[Recorded data]
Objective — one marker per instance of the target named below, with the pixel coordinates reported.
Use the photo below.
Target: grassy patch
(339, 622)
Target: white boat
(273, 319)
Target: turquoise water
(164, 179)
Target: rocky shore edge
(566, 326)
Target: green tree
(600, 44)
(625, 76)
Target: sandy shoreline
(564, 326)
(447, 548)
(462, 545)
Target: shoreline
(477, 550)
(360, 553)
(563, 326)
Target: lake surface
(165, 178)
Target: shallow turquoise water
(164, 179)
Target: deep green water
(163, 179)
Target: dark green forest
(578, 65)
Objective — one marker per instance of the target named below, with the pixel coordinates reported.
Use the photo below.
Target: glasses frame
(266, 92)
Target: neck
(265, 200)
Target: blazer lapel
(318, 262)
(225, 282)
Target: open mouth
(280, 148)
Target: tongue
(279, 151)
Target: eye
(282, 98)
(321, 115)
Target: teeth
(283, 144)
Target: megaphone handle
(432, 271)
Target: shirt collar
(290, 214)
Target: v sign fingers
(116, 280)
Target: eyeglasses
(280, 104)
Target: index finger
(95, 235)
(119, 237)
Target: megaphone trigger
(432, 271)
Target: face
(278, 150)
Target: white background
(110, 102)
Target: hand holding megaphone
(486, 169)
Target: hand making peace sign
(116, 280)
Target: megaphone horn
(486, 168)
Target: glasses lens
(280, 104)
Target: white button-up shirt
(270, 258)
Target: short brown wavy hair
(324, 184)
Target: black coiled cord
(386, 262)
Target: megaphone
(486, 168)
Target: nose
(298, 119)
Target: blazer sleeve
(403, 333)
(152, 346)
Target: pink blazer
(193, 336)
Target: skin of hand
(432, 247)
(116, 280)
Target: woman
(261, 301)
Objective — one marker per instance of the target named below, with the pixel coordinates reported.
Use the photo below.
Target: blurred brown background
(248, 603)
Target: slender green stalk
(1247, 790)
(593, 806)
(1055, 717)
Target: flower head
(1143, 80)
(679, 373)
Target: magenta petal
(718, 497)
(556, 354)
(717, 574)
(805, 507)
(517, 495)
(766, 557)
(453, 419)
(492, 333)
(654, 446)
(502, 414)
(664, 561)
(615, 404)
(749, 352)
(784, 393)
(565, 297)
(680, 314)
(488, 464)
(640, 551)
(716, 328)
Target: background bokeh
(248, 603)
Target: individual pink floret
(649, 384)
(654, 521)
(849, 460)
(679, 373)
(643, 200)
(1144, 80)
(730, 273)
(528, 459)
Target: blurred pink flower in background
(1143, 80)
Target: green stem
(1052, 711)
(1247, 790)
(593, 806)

==

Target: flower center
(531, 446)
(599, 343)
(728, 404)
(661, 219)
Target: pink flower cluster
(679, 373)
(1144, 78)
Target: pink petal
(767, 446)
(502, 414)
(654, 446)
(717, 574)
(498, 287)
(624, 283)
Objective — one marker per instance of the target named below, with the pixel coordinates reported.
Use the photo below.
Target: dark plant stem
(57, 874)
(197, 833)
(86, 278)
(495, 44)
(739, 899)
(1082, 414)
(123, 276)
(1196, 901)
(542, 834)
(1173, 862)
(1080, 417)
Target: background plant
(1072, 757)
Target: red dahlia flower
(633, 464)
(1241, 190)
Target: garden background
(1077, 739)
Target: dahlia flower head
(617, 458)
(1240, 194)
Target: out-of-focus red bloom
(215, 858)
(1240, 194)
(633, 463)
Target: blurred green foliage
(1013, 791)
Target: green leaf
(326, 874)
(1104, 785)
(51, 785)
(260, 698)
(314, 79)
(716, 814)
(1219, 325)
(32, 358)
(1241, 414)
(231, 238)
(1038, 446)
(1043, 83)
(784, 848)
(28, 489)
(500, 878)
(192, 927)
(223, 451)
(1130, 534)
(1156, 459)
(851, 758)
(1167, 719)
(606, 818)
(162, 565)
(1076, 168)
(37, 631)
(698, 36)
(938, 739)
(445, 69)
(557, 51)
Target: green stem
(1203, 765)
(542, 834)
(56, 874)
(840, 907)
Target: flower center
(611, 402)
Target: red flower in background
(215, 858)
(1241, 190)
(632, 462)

### What is needed
Tally the lines of the records above that contain the string "dahlia", and give only the number.

### Result
2